Your instructions ▸ Each record below should be returned exactly, with its pictures left out.

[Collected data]
[Start of section]

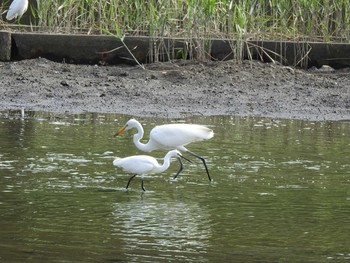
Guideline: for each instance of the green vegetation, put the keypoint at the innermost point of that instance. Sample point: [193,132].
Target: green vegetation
[197,22]
[316,20]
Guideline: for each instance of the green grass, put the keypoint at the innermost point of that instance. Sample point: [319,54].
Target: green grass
[199,21]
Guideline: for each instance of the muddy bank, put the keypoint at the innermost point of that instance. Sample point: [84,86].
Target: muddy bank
[177,89]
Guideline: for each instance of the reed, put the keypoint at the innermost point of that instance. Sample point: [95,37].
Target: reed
[197,22]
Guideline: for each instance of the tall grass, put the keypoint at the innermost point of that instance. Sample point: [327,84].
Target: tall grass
[197,22]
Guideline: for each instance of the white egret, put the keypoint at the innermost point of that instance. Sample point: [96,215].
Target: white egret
[144,164]
[170,136]
[17,9]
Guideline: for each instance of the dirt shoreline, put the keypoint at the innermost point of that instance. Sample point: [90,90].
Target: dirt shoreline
[178,89]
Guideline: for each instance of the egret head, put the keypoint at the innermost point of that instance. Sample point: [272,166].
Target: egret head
[132,123]
[178,154]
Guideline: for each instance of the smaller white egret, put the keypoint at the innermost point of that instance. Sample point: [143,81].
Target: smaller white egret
[17,9]
[144,164]
[170,136]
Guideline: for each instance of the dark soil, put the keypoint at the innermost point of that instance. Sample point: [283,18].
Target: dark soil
[177,89]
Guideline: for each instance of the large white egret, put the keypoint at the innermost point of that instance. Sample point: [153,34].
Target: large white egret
[17,9]
[144,164]
[170,136]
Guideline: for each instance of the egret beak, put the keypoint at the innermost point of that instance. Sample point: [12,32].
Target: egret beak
[181,156]
[120,131]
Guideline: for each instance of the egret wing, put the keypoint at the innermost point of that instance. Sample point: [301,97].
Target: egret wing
[139,164]
[172,135]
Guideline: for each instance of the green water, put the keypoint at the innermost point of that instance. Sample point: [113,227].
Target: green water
[281,193]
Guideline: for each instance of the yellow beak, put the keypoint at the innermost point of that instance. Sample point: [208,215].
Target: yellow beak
[120,131]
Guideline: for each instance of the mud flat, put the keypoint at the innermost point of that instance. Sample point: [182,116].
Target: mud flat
[177,89]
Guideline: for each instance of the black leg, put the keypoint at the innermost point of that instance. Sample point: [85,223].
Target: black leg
[202,159]
[180,169]
[142,185]
[132,177]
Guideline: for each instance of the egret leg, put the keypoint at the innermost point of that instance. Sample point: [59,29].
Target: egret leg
[180,169]
[142,185]
[132,177]
[203,161]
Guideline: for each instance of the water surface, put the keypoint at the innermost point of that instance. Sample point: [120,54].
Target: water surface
[280,192]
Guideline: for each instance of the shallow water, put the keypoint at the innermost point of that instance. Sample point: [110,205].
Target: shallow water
[280,193]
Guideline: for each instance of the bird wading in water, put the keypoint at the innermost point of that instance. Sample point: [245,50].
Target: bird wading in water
[169,137]
[144,164]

[End of section]

Reply to the exercise ▸
Guideline: for each instance of the green vegetation, put the keypoint at the innermost point of that instance. Sample point: [193,132].
Target: green vegetation
[197,22]
[316,20]
Guideline: for each instance of the green grass, put the keypoint at the innermost point of that instance. Sample point: [319,54].
Target: green grass
[199,21]
Guideline: for each instance of the muddy bank, put the keypoint at the innermost point of that instance. Sample point: [84,86].
Target: muddy bank
[177,89]
Guideline: for each instance of the reed, put the keypoint at the innermost point of that instance. Sample point: [95,37].
Target: reed
[197,22]
Guideline: for each instance of the tall grass, put the keypoint at the innermost point of that instance. Sample point: [327,84].
Target: tall grass
[197,22]
Guideline: for each instance of the white egret, put the keypoint at the innermost point of that instance. Sample point: [96,215].
Target: white egret
[144,164]
[170,136]
[17,9]
Guideline: for each instance of the dirt shoreline, put the keypoint at the innermost point of that instance. Sample point: [90,90].
Target: dirt shoreline
[178,89]
Guideline: for each instance of the egret head, put the keypoint at the innermost point of that instance. Sample point: [272,166].
Target: egret head
[132,123]
[178,154]
Guideline: for each instance of the smaller white egret, put the keypoint at the innermost point of that instance. Sample point: [143,81].
Target: smaller white egret
[17,9]
[144,164]
[170,136]
Guideline: for each instance of the dark soil, put the keypoint at the innermost point of that instance. Sample point: [283,18].
Target: dark soil
[177,89]
Guideline: for each instance of the large white egret, put the keypoint at the innermost point of that instance. Sample point: [153,34].
Target: large white egret
[17,9]
[144,164]
[170,136]
Guideline: for each instance of the egret beak, put the keypoint at the innermost point of that instance. Sample point: [12,32].
Target: egret beak
[181,156]
[120,131]
Guideline: for each instance of the egret wing, put the keypoint at the innermost point of that instance. Sample point: [301,97].
Target: egret wing
[139,164]
[172,135]
Guideline: for each instance of the green water, put the keypoint at the innermost point of that instance. Sample point: [113,227].
Target: green water
[281,193]
Guideline: for each instance of the yellow beak, put the keypoint at the innermost point of that instance. Sample point: [208,215].
Target: yellow beak
[120,131]
Guideline: for each instance of the mud flat, put the keypoint at the innermost point of that instance. Sample point: [182,116].
Target: mud flat
[177,89]
Guideline: for each instance of the black leg, put the keypoint at the innermost point of that instance. Sample point: [85,223].
Target: black leg
[202,159]
[180,169]
[142,185]
[132,177]
Guideline: for each instance of the egret leg, put the keypoint at the innermost point of that instance. Sample point: [59,29].
Target: egret leg
[180,169]
[142,185]
[132,177]
[203,161]
Guideline: for each instance of the water surface, put the keypoint at the innermost point of that instance. Sample point: [120,54].
Target: water surface
[280,192]
Guideline: for each instance of the shallow water, put the keypoint at the innermost point of that instance. Sample point: [110,205].
Target: shallow water
[280,193]
Guideline: for each instance of the bird wading in water, put the keypoint at the innermost point of that instance. Sample point: [245,50].
Target: bird wading in water
[169,137]
[144,164]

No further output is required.